■ EXERCISE DESCRIPTION ■
From the line that contains "Exercise. Locate the bare" to the last line of the data below, transcribe every line exactly. Do not include the pictures.

■ TASK INPUTS ■
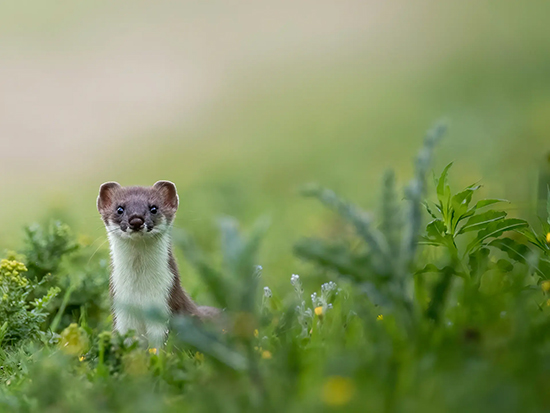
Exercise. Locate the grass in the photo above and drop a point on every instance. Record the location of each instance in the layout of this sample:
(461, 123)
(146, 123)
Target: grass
(452, 316)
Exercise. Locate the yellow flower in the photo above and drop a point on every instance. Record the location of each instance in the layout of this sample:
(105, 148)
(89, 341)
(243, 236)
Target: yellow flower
(338, 391)
(74, 340)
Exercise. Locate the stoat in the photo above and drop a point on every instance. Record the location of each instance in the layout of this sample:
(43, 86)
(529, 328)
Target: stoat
(144, 276)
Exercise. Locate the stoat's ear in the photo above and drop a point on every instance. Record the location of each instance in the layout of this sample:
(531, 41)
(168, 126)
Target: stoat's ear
(105, 198)
(169, 194)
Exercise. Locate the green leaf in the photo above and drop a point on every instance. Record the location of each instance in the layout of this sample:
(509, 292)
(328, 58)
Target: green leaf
(479, 222)
(533, 238)
(496, 229)
(460, 203)
(436, 234)
(486, 202)
(429, 210)
(439, 294)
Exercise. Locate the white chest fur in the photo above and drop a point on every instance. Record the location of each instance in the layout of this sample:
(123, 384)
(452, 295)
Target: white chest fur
(141, 281)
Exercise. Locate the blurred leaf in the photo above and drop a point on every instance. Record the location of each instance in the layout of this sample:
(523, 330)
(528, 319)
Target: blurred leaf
(358, 218)
(496, 229)
(335, 257)
(459, 204)
(443, 189)
(436, 233)
(193, 334)
(390, 212)
(216, 283)
(439, 294)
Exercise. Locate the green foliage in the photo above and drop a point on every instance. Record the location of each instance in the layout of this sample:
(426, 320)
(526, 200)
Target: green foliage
(21, 316)
(453, 317)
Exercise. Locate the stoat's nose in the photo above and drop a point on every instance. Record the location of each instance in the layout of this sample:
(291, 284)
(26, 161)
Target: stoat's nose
(136, 223)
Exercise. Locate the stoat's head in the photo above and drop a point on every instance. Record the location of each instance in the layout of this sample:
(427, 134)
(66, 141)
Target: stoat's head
(135, 211)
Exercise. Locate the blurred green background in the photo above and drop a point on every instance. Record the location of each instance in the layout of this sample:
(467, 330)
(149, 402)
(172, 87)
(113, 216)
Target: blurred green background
(240, 103)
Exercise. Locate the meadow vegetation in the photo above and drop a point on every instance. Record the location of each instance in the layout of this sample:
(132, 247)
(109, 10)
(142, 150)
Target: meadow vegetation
(439, 302)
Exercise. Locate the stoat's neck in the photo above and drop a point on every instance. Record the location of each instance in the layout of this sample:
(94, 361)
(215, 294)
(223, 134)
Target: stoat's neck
(141, 272)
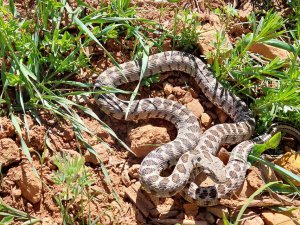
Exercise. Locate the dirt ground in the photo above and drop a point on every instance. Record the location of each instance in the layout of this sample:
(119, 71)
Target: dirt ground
(21, 189)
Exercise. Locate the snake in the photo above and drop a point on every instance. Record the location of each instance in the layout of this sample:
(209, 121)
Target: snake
(237, 162)
(191, 151)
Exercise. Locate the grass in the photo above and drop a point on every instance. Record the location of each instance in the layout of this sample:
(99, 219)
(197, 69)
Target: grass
(41, 56)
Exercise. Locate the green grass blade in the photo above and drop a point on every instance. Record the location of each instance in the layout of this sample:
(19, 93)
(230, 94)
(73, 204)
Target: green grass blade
(250, 199)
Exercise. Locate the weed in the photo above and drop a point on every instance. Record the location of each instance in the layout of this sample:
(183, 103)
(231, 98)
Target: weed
(74, 181)
(187, 22)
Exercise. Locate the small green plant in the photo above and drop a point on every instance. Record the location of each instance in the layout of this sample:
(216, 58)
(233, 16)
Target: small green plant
(186, 30)
(241, 73)
(74, 180)
(249, 200)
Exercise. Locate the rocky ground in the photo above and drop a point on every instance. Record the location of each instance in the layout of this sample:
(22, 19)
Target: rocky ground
(21, 189)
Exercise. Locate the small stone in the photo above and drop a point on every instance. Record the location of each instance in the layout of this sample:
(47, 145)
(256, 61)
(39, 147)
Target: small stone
(274, 218)
(290, 161)
(206, 119)
(172, 97)
(134, 171)
(29, 184)
(195, 107)
(125, 178)
(16, 192)
(222, 116)
(168, 88)
(206, 216)
(194, 93)
(186, 98)
(224, 155)
(178, 91)
(218, 211)
(209, 105)
(102, 154)
(253, 220)
(9, 152)
(147, 138)
(191, 209)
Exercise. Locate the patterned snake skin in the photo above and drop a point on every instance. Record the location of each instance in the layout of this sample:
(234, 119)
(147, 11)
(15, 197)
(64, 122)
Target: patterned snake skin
(188, 151)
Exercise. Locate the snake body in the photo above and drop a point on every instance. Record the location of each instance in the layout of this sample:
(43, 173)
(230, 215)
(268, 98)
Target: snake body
(190, 151)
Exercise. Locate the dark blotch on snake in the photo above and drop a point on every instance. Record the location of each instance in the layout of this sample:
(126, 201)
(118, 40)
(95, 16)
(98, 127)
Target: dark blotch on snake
(228, 183)
(207, 155)
(153, 178)
(175, 178)
(221, 189)
(233, 174)
(185, 158)
(213, 193)
(203, 194)
(181, 168)
(212, 138)
(208, 143)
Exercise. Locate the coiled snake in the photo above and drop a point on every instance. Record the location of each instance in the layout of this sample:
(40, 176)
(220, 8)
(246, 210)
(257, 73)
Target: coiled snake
(189, 151)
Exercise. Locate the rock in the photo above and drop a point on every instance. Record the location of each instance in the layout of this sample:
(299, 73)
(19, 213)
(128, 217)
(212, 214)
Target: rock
(97, 129)
(9, 152)
(178, 91)
(208, 37)
(190, 209)
(195, 107)
(206, 216)
(206, 119)
(186, 98)
(35, 137)
(249, 217)
(125, 178)
(134, 171)
(291, 162)
(147, 138)
(30, 185)
(274, 218)
(168, 88)
(172, 97)
(7, 129)
(253, 220)
(269, 52)
(218, 211)
(224, 155)
(221, 116)
(193, 92)
(102, 154)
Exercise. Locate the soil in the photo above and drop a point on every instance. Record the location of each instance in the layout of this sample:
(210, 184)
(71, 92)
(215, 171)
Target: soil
(23, 190)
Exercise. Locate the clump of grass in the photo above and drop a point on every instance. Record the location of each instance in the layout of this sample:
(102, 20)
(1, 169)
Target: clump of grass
(74, 180)
(186, 30)
(248, 76)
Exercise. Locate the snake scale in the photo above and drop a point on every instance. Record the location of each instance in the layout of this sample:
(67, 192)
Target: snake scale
(190, 151)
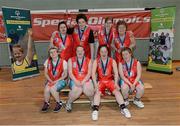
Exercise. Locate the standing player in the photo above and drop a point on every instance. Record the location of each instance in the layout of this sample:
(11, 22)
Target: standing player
(83, 35)
(130, 72)
(105, 34)
(55, 73)
(62, 41)
(79, 69)
(122, 38)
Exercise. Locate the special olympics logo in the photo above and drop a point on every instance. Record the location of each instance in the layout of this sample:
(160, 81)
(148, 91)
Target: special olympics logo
(17, 13)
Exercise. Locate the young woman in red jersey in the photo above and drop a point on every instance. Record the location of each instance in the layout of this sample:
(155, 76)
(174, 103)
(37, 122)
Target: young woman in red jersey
(130, 72)
(107, 78)
(79, 69)
(62, 41)
(122, 38)
(55, 70)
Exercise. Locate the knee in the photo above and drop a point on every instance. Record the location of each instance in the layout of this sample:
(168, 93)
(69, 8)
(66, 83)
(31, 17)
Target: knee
(124, 88)
(97, 93)
(140, 88)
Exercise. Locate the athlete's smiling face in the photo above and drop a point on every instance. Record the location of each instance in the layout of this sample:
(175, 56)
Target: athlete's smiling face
(53, 53)
(63, 29)
(18, 54)
(121, 29)
(108, 24)
(81, 23)
(103, 52)
(80, 52)
(126, 56)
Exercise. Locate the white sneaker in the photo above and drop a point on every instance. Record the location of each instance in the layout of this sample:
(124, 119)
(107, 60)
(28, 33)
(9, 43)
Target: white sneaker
(95, 115)
(139, 103)
(126, 102)
(68, 107)
(126, 113)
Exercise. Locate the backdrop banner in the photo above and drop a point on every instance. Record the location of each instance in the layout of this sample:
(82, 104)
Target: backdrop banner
(161, 39)
(44, 23)
(21, 46)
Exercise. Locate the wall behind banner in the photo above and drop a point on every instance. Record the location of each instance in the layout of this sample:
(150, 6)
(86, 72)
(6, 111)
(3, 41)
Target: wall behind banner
(142, 45)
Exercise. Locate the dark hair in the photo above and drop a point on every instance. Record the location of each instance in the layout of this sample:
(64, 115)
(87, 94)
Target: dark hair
(108, 18)
(53, 47)
(79, 46)
(61, 22)
(127, 49)
(121, 22)
(18, 46)
(81, 16)
(101, 46)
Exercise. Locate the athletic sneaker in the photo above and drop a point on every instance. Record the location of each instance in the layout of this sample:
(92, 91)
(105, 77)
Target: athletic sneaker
(58, 107)
(138, 103)
(45, 107)
(91, 104)
(126, 113)
(126, 102)
(95, 115)
(68, 107)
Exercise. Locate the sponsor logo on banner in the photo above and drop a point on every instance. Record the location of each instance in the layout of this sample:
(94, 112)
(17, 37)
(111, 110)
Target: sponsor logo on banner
(46, 23)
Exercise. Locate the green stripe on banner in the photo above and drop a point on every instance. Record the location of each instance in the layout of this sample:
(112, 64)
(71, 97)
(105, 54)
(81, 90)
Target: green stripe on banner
(21, 45)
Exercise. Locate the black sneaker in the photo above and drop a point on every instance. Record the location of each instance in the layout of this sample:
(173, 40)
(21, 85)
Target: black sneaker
(45, 107)
(58, 106)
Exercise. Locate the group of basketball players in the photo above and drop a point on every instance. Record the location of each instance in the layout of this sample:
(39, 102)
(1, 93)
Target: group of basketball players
(71, 61)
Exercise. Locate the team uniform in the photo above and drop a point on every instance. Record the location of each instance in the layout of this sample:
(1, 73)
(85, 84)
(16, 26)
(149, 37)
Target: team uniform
(105, 38)
(64, 42)
(121, 43)
(55, 71)
(79, 70)
(130, 72)
(83, 38)
(105, 75)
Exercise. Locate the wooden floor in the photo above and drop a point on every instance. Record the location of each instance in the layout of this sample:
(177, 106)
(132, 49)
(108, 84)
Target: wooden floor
(21, 101)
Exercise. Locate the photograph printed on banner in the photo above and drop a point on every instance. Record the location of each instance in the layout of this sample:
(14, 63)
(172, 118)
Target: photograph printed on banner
(160, 49)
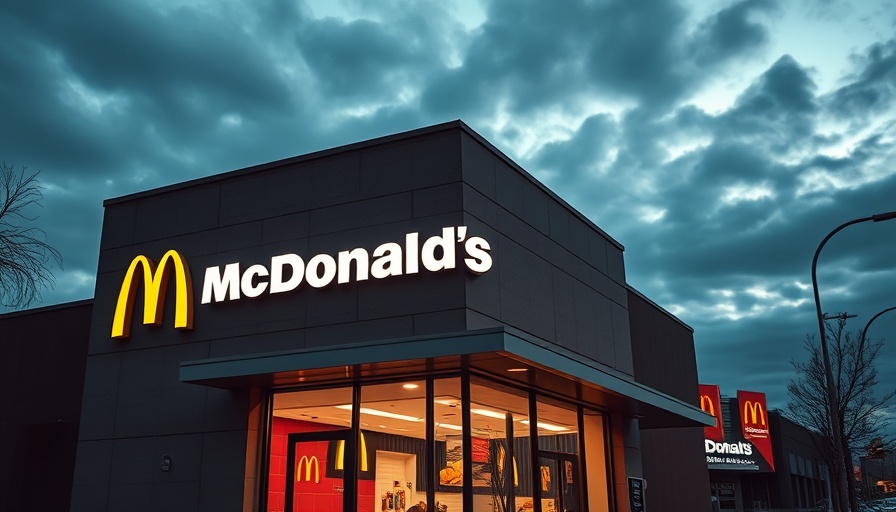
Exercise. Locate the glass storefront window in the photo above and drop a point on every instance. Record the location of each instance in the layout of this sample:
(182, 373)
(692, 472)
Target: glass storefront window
(479, 455)
(595, 435)
(307, 428)
(560, 486)
(393, 425)
(501, 448)
(448, 436)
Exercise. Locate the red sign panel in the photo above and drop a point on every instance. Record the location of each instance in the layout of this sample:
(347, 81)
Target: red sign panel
(754, 423)
(710, 403)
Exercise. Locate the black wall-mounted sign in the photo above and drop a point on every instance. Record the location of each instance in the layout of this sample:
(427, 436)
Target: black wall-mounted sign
(636, 494)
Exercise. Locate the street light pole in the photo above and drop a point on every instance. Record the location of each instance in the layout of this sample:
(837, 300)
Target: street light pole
(864, 332)
(833, 399)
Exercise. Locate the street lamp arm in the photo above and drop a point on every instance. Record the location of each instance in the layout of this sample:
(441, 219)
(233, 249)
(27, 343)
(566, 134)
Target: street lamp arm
(833, 401)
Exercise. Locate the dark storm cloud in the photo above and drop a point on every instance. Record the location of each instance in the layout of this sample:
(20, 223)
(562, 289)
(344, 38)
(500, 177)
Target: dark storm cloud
(719, 211)
(532, 55)
(366, 60)
(873, 88)
(730, 32)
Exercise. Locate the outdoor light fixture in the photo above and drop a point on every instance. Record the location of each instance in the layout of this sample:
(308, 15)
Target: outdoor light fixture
(833, 398)
(547, 426)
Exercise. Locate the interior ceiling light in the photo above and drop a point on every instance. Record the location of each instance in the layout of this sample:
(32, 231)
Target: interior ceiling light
(547, 426)
(490, 414)
(383, 414)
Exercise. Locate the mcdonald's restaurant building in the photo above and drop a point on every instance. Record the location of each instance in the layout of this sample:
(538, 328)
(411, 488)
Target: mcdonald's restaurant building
(408, 319)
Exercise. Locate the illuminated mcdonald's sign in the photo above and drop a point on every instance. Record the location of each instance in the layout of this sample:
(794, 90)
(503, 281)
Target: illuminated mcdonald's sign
(755, 412)
(155, 284)
(308, 463)
(754, 420)
(710, 403)
(707, 406)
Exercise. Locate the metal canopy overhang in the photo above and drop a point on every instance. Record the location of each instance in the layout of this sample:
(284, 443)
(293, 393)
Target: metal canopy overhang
(493, 350)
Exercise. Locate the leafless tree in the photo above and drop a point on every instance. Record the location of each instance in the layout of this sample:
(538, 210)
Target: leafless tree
(25, 256)
(862, 410)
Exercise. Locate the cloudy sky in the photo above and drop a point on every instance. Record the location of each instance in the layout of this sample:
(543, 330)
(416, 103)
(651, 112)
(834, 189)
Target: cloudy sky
(719, 141)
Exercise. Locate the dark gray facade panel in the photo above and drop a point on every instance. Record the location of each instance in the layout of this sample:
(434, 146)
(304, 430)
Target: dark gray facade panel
(622, 339)
(558, 219)
(566, 320)
(98, 411)
(476, 320)
(267, 193)
(400, 167)
(118, 229)
(295, 227)
(479, 206)
(179, 213)
(615, 265)
(42, 372)
(595, 337)
(483, 292)
(662, 350)
(441, 321)
(376, 211)
(382, 328)
(438, 200)
(274, 341)
(237, 236)
(517, 195)
(90, 485)
(336, 179)
(412, 294)
(333, 305)
(478, 166)
(527, 298)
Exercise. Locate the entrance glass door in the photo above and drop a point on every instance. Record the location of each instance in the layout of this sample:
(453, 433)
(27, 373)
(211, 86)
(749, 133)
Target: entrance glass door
(314, 476)
(559, 482)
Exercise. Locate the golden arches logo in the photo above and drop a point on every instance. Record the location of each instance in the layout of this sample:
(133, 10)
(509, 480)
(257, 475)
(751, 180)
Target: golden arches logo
(308, 463)
(340, 454)
(706, 405)
(755, 412)
(155, 284)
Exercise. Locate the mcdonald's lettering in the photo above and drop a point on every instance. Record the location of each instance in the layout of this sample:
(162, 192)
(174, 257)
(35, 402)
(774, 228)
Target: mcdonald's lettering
(155, 284)
(308, 463)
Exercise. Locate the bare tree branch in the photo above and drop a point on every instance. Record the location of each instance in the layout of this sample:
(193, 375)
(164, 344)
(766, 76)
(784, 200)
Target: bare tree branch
(25, 256)
(855, 377)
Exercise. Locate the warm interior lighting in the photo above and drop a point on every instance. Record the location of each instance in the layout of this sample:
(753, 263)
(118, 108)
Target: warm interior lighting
(383, 414)
(490, 414)
(547, 426)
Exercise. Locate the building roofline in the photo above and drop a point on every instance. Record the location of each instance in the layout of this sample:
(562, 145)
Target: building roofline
(660, 308)
(450, 125)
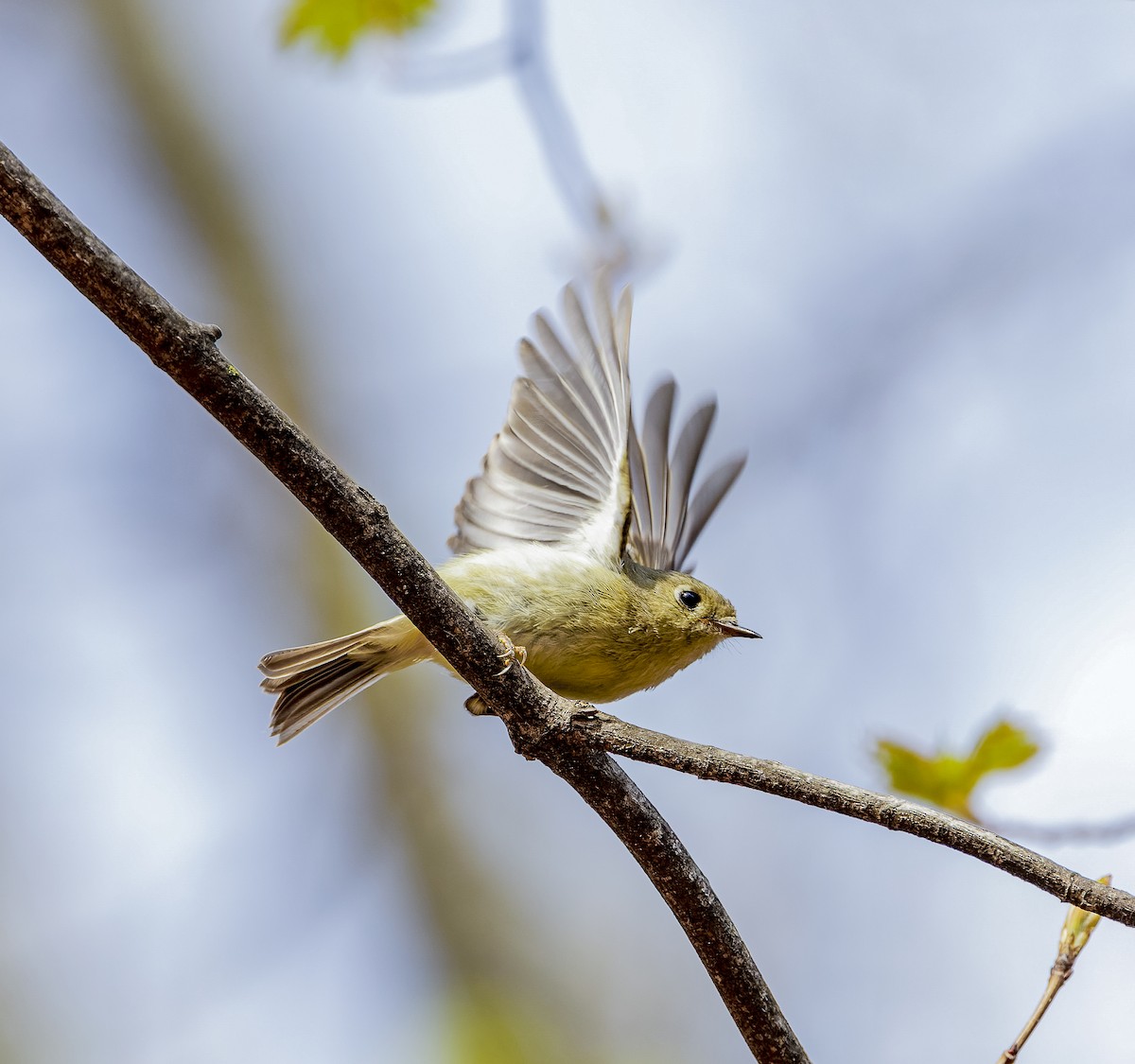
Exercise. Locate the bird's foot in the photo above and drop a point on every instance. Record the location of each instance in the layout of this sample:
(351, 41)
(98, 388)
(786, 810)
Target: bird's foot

■ RESULT OF THE EXERCISE ■
Exercise. Locate the bare tree branch in the photo above and drop a point on every instance. Record the location of each instance in the layout of this sample:
(193, 375)
(164, 344)
(766, 76)
(784, 200)
Target: bare tree branch
(25, 256)
(855, 377)
Exercise. Locate the warm interior lighting in the photo above and drop a point on every instance. Record the location of each instance in the layout of this sample:
(753, 263)
(118, 108)
Target: warm interior lighting
(383, 414)
(490, 414)
(547, 426)
Exercise. Locate the building roofline in the photo above and drop a point on every instance. Record the location of each instance in the layout of this sample:
(562, 145)
Target: building roofline
(660, 308)
(450, 125)
Exercise. Locate the bird's foot in the photo above and drop a point on every instance. Record the location of each instance in the layout of this sample:
(351, 41)
(98, 388)
(786, 810)
Target: bird's foot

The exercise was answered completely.